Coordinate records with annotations
◇ ◇ ◇
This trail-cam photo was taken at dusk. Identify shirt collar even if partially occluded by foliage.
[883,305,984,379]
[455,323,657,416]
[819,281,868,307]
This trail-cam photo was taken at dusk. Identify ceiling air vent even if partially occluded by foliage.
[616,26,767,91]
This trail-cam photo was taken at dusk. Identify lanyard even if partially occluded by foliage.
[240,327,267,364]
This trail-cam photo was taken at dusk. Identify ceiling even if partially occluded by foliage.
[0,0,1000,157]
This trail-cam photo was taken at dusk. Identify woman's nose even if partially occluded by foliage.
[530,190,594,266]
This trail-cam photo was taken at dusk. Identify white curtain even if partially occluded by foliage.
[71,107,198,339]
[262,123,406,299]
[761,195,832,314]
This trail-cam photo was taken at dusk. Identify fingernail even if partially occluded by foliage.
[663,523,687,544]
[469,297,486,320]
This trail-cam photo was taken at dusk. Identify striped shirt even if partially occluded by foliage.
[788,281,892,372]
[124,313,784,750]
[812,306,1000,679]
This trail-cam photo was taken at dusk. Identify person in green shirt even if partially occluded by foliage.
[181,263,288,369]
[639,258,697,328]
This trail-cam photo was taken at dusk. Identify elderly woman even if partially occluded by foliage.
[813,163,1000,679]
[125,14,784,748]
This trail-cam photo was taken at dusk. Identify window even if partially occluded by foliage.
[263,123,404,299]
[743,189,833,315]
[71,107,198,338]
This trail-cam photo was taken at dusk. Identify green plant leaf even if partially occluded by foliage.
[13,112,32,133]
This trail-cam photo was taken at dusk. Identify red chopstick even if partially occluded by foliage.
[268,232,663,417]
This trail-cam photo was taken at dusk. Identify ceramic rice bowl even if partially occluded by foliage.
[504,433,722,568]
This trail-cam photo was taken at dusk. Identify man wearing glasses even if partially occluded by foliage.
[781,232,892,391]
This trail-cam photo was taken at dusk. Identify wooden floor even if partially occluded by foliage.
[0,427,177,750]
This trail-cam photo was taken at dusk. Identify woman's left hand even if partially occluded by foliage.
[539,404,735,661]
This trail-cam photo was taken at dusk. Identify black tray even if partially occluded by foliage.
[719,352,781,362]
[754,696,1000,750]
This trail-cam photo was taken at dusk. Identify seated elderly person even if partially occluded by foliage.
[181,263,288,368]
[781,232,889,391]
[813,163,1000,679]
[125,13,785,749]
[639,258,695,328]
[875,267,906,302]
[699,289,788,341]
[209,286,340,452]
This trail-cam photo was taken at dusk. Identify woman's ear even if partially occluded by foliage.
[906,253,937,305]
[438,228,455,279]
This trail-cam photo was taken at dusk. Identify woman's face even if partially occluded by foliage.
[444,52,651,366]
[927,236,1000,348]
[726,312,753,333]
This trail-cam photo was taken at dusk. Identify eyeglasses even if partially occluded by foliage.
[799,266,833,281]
◇ ◇ ◇
- AIM -
Rewrite all of the material above, putting "at dawn" wherever "at dusk" occurs and keeping everything else the same.

- RESULT -
This trail-cam photo was taken at dawn. Identify shirt collar even if partially occluded by foliage.
[883,305,984,379]
[455,323,657,416]
[819,281,868,307]
This trail-cam photo was taken at dawn. Identify ceiling air vent even if partially occluded by foliage.
[616,26,767,91]
This trail-cam photo was taken at dawn. Identify lanyard even if partially occluded by foliage.
[240,327,267,364]
This trail-cam photo was taken at dawn. Identify ceiling even if partially occluded by foliage.
[0,0,1000,157]
This trail-cam photo was taken at dawn. Identify woman's nose even if partially occluded by foliage.
[530,190,594,266]
This trail-cam photo was taken at dawn. Identify white curtain even if partially occluded by foliage.
[71,107,198,339]
[262,123,406,299]
[761,195,832,314]
This trail-cam photo was taken at dawn. Identify fingernail even if partially occluded by foliage.
[663,523,687,544]
[469,297,486,320]
This trail-cam photo was taken at dawn. Identify striped shirt even if partially occluded by foliage.
[788,281,892,372]
[124,313,784,750]
[812,306,1000,679]
This trail-cam photo was taken at dawn. Identify person in green shirt even if partially occluded by foliage.
[181,263,288,369]
[639,258,697,328]
This trail-cam photo was taken at dawn. Identify elderly woman even if partially occluded by foliage.
[813,163,1000,679]
[125,14,784,748]
This trail-cam photo was taken at dawn. Identify window even if partially occluded by foliage.
[263,123,404,299]
[743,189,833,315]
[71,107,198,338]
This trail-cam photo was taken at dawn. Identify green plant leaf even if partially occluded by foliage.
[13,112,32,133]
This trail-cam photo was taken at dawn. Identify red chopstick even if partially occluded by foliage.
[268,232,663,417]
This trail-cam photo was taken at dawn. Identify ceramic rice bowl even if partially occluded by foliage.
[504,433,722,568]
This trail-cam photo was taken at dawn. Identify man wearing glasses even if partially occluded by foliage.
[781,232,892,391]
This trail-cam photo was taken at dawn. Identify wooden floor even if partially occluded by foliage.
[0,427,177,750]
This trail-cam photo was taken at dawn. Identify woman's left hand even if partially occluded by foliage.
[539,404,735,661]
This trail-cam photo was taken at dawn. Identify black tray even if partially occluded by foliage.
[719,352,781,362]
[754,696,1000,750]
This trail-cam photo was taken at dawn. Identify seated elderly person even if partially occluded by foliage.
[181,263,288,368]
[781,232,889,391]
[813,163,1000,679]
[125,13,785,749]
[639,258,695,328]
[875,267,906,302]
[699,289,788,341]
[209,286,340,452]
This trail-cam photo was taken at dawn. Identify woman's ear even if partially occluded by foliage.
[906,253,937,305]
[438,228,455,279]
This trail-cam photo was taken at dawn. Identify woman's face even if partially occluded by foliage.
[444,52,651,366]
[927,236,1000,348]
[726,312,753,333]
This trail-cam photo was taken at dawn. Identify eyeglasses even if partially occluded by foliage.
[799,266,833,281]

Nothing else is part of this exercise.